- **Exercise data**
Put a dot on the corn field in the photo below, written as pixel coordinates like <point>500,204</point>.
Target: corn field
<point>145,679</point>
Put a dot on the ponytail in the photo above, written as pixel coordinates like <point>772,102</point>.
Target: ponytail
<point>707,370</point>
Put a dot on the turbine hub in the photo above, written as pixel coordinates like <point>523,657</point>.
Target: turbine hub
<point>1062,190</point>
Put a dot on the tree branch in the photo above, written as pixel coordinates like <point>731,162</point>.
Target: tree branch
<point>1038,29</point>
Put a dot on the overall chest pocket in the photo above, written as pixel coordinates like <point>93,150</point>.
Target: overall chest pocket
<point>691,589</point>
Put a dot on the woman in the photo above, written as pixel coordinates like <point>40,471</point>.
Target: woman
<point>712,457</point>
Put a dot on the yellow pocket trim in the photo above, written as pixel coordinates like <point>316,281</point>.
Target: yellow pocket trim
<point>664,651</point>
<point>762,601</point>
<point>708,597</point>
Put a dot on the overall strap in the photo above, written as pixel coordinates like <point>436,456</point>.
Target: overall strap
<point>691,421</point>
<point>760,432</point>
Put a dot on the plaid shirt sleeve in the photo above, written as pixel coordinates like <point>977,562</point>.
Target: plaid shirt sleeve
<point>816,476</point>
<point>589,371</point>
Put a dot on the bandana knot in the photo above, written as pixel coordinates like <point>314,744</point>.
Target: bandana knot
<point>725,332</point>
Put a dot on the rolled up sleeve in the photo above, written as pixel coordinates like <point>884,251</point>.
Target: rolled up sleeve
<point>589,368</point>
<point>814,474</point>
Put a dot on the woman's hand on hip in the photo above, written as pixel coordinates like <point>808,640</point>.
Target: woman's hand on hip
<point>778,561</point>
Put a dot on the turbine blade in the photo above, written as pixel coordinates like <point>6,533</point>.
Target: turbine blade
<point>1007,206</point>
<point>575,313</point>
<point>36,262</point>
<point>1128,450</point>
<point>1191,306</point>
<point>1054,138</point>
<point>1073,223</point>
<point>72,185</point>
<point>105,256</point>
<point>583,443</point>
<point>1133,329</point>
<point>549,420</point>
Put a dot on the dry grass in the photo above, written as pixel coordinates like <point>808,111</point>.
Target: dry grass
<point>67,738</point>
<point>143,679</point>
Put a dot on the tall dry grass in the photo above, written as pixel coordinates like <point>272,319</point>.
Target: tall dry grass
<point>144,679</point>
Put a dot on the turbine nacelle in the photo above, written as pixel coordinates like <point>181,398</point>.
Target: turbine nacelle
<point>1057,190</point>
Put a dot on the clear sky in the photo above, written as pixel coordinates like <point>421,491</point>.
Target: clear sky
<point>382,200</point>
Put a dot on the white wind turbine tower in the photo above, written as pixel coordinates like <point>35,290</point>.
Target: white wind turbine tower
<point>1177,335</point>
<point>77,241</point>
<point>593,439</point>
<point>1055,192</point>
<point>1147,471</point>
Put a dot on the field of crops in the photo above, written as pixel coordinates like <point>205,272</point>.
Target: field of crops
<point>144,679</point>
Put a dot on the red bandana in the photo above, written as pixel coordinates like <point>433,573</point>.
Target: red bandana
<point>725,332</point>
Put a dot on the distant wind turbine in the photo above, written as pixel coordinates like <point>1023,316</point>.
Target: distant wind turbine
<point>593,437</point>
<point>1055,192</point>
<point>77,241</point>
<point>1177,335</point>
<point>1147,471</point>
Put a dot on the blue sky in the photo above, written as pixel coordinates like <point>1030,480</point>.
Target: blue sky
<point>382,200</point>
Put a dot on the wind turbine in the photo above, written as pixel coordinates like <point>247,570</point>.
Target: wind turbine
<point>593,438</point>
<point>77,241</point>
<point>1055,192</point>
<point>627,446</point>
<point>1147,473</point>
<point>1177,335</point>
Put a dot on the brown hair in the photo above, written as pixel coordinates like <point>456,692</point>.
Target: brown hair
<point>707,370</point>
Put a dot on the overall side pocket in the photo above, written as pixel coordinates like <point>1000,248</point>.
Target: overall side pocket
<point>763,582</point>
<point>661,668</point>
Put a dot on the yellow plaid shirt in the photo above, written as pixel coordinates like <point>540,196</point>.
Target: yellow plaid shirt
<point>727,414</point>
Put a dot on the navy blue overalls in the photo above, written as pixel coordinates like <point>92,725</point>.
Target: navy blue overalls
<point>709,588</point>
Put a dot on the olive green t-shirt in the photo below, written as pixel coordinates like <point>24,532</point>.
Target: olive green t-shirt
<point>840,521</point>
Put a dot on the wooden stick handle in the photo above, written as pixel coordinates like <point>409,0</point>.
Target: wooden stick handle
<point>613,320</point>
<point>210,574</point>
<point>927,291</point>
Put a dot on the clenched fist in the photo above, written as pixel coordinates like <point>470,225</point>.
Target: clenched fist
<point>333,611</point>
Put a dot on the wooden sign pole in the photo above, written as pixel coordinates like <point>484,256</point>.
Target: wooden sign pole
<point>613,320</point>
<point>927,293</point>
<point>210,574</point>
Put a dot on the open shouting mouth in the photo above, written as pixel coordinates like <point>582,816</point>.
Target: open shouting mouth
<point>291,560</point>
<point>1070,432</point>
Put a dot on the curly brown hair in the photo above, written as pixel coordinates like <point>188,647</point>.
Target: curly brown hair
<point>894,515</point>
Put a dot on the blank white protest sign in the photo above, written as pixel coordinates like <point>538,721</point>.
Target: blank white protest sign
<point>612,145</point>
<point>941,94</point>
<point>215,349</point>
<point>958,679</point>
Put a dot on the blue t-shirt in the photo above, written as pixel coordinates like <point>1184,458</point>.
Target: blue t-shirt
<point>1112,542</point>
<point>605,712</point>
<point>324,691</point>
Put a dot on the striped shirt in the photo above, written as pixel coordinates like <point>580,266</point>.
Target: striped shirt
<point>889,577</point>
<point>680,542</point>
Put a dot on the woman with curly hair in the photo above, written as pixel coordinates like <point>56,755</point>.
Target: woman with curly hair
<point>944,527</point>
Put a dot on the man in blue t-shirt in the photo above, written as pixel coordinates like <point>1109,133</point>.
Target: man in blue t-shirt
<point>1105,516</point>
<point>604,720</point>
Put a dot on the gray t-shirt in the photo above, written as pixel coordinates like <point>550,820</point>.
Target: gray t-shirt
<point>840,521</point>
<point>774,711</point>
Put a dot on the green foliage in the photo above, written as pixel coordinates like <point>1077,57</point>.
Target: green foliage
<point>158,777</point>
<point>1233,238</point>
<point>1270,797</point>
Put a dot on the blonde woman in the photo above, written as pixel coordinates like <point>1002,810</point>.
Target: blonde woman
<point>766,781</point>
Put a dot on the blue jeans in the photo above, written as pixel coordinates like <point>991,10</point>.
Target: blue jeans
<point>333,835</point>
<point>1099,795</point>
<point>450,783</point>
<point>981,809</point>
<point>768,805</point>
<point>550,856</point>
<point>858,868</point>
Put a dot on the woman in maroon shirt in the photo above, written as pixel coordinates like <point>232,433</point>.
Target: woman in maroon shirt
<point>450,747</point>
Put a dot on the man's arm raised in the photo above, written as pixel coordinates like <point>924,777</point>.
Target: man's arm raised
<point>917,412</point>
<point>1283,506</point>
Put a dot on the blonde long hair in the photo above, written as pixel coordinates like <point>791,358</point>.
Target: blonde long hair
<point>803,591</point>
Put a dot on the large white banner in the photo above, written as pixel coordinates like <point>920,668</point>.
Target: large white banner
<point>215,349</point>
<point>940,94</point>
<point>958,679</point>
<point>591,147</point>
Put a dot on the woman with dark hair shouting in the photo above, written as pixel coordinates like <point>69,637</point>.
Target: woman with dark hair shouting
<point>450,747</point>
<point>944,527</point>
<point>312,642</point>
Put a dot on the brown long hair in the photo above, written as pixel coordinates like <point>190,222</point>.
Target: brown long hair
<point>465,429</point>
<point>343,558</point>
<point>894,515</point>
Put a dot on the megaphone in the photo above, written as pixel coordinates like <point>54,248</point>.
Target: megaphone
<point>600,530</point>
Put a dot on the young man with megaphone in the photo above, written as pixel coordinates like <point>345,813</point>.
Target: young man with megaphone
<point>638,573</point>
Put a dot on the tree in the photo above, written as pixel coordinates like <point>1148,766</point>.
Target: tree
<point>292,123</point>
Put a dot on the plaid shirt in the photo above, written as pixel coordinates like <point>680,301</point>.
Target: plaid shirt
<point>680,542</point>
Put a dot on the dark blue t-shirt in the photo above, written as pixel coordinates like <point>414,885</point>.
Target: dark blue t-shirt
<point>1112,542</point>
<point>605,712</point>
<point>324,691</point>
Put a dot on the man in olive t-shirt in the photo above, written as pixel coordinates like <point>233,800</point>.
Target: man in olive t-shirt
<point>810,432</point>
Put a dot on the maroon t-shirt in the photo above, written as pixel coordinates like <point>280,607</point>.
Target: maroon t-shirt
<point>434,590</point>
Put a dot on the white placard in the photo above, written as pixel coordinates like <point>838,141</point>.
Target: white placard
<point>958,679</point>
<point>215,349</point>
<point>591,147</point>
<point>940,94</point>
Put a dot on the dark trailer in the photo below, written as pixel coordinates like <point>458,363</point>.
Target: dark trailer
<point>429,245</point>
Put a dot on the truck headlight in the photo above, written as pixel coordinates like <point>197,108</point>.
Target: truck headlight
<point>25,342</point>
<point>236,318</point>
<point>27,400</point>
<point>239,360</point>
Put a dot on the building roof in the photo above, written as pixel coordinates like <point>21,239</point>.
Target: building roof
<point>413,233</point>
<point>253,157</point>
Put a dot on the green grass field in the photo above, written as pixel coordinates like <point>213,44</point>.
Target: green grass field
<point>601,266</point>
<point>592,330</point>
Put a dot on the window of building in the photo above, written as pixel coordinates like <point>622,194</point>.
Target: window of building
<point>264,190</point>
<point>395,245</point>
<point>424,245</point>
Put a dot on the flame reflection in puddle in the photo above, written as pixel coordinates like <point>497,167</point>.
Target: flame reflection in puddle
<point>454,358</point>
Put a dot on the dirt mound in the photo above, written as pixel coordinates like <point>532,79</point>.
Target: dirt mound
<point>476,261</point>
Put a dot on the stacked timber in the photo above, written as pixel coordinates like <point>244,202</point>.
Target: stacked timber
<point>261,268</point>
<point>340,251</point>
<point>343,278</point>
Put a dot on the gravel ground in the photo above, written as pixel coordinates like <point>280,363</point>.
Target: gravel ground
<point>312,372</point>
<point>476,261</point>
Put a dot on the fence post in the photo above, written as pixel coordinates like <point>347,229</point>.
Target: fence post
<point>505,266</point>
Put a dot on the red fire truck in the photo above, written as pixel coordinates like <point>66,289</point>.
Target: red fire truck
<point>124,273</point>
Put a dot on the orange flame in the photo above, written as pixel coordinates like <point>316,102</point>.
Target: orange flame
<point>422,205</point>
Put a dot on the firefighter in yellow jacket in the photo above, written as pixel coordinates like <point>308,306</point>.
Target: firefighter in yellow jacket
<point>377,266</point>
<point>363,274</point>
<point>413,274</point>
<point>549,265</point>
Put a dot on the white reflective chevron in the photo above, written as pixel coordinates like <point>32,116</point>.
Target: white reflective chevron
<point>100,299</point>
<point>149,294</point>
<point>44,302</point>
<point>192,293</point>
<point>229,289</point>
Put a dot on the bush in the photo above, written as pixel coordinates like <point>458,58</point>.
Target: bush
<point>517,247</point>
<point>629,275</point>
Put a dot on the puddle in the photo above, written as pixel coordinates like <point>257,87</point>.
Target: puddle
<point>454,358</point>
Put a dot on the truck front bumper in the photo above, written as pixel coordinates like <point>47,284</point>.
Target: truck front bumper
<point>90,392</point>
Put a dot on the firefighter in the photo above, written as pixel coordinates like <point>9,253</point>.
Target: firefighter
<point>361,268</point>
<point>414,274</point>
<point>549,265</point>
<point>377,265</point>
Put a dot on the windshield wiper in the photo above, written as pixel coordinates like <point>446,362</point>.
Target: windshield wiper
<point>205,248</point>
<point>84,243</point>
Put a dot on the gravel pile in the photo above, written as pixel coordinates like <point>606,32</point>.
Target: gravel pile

- **Work task**
Only the lines from the one with "Target: white reflective chevron" through the last line above should be restated, word for word.

- **Worked solution**
Target: white reflective chevron
<point>100,299</point>
<point>149,294</point>
<point>44,302</point>
<point>192,293</point>
<point>229,289</point>
Put a dot on the bush in the photo above, written as pixel coordinates like <point>458,58</point>.
Target: bush
<point>517,247</point>
<point>629,275</point>
Put a dot on the puddle in the photo above, written as pixel coordinates like <point>257,87</point>.
Target: puddle
<point>454,358</point>
Put a dot on the truck front bumper in the photo above, written as pixel coordinates like <point>47,284</point>.
Target: truck front bumper
<point>90,392</point>
Put a dot on the firefighter in the photo above, written as pixel coordinates like <point>9,253</point>.
Target: firefighter
<point>361,268</point>
<point>414,274</point>
<point>549,265</point>
<point>377,265</point>
Put a dot on the windshield wiper in the photo above, written as pixel coordinates like <point>446,362</point>.
Target: windshield wiper
<point>205,248</point>
<point>84,243</point>
Put a dot on the gravel pile in the photo above, written as pixel coordinates like <point>606,32</point>.
Target: gravel pile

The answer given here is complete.